#### TASK DIRECTIONS
Reproduce the lines starting at the one containing "</instance>" and ending at the one containing "positive clicks: (463, 334)", including both.
═══ DATA IN THIS EXERCISE
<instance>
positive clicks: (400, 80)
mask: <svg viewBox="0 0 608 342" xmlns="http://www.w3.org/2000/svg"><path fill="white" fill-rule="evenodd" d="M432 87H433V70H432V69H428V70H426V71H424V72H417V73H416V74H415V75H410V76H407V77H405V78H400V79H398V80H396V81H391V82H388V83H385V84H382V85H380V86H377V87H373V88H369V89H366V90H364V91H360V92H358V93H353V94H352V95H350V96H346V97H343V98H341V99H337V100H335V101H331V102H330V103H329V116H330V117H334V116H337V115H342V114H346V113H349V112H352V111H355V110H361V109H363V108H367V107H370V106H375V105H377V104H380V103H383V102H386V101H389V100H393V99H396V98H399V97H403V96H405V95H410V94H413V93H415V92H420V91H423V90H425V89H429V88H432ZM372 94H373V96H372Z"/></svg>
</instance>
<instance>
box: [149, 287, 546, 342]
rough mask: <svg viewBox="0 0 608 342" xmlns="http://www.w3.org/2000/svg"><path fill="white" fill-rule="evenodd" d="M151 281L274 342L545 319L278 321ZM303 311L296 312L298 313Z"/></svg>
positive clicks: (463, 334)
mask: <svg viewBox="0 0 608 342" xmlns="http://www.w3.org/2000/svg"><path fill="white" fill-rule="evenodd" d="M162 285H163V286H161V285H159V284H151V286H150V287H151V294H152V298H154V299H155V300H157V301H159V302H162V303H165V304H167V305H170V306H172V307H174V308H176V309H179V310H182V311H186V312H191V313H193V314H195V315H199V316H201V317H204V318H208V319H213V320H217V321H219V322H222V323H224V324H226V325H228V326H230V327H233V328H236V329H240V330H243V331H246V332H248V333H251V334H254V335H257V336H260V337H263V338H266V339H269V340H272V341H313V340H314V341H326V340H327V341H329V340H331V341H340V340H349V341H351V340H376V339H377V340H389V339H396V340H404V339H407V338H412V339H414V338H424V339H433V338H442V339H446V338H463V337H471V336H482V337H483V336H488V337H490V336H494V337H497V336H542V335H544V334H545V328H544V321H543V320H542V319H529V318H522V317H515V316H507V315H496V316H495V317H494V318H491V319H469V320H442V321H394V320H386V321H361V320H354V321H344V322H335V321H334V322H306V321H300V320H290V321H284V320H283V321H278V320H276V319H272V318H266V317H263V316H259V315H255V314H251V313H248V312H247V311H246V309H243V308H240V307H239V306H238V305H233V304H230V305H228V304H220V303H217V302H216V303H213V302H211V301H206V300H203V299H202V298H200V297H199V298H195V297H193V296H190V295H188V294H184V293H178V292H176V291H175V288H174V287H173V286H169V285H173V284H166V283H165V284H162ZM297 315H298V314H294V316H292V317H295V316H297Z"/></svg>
══════
#### EXERCISE ANSWER
</instance>
<instance>
box: [149, 287, 546, 342]
rough mask: <svg viewBox="0 0 608 342" xmlns="http://www.w3.org/2000/svg"><path fill="white" fill-rule="evenodd" d="M151 281L274 342L545 319L278 321ZM303 311L296 312L298 313Z"/></svg>
positive clicks: (463, 334)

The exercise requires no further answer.